## Aim of the task
Count the lines in the records below that contain the string "rear", treating uppercase and lowercase as different. Reply with the number alone.

* BEGIN The records *

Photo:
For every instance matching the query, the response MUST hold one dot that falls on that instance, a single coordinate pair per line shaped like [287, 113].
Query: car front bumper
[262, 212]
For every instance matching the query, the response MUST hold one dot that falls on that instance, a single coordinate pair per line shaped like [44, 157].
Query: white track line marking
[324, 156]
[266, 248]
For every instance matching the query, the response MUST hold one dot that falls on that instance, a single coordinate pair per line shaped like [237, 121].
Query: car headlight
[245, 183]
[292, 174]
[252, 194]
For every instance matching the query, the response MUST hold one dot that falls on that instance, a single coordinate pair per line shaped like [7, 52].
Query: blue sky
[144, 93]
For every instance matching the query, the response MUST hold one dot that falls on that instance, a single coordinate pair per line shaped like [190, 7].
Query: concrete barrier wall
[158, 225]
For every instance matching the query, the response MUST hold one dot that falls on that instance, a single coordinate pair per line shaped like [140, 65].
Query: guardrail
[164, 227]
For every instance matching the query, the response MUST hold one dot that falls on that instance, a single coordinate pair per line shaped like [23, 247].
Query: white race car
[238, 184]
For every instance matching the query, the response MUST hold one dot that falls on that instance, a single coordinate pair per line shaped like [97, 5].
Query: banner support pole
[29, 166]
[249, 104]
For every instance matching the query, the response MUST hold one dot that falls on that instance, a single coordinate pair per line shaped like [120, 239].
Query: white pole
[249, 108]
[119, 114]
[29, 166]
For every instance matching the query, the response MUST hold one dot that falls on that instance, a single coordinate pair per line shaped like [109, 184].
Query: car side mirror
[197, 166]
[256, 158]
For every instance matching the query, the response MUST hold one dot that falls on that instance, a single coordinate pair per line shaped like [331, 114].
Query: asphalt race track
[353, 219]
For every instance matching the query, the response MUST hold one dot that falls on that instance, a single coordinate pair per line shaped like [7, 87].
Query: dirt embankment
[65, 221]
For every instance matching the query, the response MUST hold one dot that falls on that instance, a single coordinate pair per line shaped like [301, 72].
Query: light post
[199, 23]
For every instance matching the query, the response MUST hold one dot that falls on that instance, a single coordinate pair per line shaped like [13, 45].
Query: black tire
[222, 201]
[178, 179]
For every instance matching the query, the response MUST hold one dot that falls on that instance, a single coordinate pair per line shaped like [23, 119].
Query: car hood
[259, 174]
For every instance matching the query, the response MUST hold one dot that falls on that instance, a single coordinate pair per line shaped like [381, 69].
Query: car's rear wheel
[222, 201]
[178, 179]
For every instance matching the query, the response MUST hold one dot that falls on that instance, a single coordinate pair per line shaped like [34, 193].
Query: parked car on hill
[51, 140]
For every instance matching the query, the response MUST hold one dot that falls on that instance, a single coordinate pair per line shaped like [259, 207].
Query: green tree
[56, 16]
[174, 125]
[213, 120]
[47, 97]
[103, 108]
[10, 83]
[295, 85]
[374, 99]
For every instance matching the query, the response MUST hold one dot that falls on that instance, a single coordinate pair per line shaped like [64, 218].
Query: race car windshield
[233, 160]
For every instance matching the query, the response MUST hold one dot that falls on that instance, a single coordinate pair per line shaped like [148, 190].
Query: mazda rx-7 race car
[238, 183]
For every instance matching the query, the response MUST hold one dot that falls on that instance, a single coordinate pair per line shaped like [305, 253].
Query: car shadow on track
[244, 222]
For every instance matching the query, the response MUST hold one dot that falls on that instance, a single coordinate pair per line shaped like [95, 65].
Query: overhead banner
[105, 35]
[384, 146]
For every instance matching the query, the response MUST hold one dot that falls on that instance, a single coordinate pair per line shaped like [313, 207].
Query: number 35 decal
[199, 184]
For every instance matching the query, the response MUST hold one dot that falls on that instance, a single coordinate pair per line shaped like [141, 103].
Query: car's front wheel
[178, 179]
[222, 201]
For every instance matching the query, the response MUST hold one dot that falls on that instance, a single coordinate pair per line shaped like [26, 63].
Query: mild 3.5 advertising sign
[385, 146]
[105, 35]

* END The records *
* BEGIN The records *

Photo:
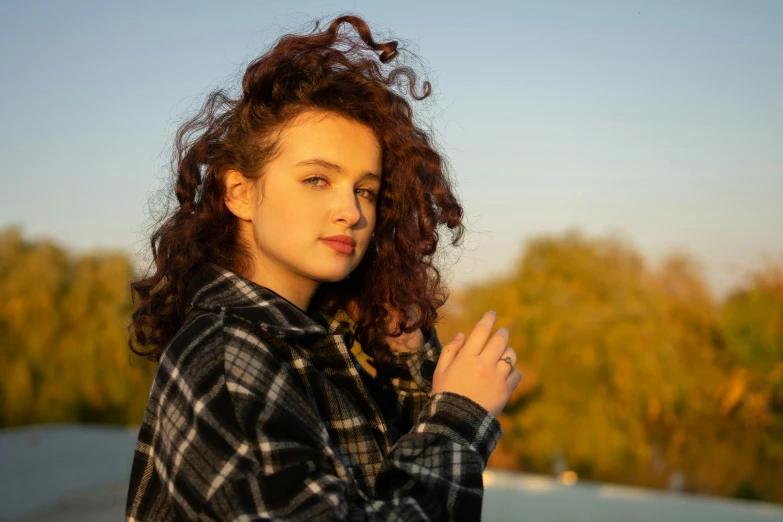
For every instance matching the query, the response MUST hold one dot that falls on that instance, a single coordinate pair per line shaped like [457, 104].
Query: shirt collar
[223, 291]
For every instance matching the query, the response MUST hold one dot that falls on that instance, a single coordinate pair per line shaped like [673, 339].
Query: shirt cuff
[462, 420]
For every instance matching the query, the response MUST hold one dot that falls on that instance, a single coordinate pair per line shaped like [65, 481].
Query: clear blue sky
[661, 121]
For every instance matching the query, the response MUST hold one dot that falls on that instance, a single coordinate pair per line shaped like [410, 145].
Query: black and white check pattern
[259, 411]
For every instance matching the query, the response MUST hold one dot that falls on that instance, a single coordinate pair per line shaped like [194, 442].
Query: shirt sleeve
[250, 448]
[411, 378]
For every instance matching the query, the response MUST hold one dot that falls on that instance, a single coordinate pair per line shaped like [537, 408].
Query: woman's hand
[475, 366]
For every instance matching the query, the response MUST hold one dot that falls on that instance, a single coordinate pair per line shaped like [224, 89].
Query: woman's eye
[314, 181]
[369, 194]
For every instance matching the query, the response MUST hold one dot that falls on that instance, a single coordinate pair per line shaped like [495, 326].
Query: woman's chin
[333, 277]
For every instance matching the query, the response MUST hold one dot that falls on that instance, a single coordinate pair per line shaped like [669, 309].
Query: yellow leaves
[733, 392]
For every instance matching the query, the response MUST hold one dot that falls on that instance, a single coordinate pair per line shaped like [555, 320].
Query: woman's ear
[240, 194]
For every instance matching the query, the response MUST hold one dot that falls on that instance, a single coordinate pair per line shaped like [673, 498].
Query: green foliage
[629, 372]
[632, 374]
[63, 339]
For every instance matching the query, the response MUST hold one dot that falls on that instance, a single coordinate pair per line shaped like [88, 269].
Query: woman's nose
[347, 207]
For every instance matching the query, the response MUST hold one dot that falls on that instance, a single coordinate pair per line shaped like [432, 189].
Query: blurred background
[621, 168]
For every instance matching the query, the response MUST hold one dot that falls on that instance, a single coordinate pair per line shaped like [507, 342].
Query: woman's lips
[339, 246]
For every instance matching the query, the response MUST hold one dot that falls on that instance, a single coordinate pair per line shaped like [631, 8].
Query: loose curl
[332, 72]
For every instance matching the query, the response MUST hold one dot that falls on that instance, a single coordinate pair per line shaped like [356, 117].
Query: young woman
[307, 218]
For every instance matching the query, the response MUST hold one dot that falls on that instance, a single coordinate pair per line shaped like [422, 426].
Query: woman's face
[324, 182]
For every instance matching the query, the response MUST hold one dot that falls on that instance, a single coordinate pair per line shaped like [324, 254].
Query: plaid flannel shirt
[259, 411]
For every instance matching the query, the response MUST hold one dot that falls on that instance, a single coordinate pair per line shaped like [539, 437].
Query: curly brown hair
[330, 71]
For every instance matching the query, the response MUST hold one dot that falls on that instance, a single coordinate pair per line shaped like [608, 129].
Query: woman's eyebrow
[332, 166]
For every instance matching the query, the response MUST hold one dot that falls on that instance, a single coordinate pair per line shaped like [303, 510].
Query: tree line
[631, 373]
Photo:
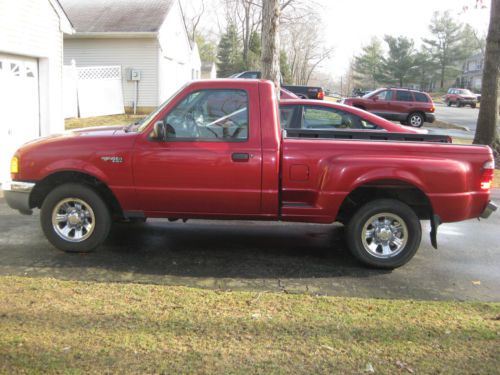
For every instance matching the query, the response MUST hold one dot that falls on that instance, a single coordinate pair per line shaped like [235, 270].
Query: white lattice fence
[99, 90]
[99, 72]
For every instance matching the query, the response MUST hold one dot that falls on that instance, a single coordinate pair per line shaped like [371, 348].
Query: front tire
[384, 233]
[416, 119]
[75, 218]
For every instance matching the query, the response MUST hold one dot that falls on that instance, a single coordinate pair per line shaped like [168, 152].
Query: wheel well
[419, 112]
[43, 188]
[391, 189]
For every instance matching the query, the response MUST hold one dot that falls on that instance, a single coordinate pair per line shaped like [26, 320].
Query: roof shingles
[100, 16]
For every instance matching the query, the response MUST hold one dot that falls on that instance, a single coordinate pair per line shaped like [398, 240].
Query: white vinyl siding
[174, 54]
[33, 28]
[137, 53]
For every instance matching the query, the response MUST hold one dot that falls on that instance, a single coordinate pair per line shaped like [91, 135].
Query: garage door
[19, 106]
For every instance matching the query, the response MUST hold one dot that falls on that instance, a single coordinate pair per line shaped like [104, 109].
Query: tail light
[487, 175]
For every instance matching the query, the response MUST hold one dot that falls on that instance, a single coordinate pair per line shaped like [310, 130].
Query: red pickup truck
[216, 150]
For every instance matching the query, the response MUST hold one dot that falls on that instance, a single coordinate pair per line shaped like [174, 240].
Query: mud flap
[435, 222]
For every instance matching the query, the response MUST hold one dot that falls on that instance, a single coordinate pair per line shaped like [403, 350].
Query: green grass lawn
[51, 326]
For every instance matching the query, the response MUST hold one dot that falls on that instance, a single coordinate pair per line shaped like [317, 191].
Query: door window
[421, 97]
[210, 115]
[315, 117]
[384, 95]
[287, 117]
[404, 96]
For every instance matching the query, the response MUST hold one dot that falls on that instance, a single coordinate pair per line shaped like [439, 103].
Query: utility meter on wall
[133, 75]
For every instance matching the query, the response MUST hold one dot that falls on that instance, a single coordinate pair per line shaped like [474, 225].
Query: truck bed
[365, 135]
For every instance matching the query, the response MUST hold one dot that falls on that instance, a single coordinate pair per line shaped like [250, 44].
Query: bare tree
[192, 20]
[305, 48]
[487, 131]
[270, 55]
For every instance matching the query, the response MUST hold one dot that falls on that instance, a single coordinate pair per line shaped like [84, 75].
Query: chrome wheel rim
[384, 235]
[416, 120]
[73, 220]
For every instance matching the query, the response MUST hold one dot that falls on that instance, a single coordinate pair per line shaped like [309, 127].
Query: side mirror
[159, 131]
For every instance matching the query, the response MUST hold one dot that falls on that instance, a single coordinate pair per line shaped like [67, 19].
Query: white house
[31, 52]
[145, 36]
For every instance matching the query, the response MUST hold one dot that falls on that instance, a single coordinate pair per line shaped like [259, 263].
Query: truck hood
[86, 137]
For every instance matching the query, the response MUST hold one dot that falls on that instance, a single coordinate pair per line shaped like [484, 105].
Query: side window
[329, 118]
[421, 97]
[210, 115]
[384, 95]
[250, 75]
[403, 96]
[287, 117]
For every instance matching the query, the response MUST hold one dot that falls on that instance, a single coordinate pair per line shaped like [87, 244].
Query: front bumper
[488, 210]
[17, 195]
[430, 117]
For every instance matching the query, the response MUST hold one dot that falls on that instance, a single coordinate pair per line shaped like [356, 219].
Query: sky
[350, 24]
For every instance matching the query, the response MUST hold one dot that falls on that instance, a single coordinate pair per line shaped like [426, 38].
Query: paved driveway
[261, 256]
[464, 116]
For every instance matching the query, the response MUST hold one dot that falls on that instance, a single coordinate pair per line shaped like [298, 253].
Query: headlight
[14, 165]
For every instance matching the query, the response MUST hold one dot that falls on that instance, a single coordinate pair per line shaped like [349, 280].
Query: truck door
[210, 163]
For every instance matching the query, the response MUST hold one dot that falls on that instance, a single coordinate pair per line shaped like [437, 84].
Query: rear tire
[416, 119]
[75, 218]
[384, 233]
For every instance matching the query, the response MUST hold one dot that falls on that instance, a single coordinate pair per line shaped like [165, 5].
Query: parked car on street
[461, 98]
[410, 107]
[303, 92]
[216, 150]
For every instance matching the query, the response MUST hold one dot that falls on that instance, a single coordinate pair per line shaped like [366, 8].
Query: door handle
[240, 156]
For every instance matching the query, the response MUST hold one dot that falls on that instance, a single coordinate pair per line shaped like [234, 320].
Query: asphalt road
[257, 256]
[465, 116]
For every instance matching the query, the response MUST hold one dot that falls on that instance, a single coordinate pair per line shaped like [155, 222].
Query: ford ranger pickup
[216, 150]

* END The records *
* BEGIN The records *

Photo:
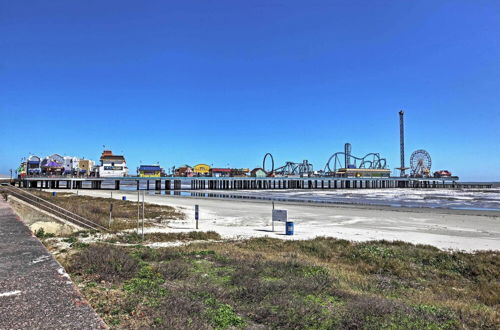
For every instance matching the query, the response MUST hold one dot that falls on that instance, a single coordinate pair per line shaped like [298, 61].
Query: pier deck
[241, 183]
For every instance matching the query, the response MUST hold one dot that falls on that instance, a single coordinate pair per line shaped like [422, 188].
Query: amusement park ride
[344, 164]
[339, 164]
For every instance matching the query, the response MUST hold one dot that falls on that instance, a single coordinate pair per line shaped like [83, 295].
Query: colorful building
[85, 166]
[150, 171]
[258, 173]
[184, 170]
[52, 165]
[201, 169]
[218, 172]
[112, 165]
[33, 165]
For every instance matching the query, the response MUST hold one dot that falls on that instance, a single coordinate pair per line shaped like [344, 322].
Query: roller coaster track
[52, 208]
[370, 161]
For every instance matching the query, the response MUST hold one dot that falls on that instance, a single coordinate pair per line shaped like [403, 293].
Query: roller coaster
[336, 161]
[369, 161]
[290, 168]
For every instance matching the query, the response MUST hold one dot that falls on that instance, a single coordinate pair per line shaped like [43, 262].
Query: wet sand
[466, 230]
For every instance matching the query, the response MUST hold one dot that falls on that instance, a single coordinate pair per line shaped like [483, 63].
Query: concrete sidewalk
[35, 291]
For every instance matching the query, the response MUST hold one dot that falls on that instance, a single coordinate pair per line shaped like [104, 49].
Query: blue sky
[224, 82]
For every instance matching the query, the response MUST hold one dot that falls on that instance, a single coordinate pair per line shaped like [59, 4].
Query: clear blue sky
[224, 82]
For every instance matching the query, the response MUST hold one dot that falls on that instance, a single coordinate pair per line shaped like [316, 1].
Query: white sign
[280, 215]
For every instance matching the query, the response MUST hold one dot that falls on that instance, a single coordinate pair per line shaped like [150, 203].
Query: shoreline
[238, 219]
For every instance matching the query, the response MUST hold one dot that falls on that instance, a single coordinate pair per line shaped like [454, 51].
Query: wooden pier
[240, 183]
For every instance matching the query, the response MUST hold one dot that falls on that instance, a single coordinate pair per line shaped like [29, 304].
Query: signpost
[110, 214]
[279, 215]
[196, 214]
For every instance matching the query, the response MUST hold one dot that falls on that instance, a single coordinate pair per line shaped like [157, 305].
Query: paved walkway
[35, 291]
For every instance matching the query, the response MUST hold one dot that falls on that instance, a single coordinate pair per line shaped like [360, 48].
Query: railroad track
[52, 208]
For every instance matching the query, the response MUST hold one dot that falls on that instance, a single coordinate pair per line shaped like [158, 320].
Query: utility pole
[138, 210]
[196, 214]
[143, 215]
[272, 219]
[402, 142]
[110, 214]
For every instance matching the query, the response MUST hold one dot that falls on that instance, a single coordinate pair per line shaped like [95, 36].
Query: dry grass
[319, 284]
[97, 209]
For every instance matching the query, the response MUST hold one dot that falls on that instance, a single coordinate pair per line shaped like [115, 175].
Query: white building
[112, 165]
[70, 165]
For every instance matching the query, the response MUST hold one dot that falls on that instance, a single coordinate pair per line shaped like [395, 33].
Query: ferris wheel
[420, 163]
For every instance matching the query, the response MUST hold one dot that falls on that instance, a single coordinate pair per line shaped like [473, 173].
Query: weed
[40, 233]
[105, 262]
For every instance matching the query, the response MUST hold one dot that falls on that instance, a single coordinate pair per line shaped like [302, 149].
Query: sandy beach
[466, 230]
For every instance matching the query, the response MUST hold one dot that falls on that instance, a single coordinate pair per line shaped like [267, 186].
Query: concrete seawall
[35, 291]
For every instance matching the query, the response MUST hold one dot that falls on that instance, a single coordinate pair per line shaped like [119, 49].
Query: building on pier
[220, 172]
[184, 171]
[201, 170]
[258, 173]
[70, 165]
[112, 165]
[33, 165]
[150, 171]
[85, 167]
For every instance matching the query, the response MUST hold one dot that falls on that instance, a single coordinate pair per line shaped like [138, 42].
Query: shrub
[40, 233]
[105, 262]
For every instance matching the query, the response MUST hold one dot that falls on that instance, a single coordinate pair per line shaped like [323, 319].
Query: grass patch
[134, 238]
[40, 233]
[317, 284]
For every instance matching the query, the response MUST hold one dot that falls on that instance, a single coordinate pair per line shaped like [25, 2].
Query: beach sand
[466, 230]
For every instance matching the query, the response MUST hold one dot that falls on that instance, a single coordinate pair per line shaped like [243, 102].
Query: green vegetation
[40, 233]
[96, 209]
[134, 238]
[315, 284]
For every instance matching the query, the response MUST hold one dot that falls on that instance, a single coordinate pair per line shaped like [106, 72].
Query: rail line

* END The records *

## The response
2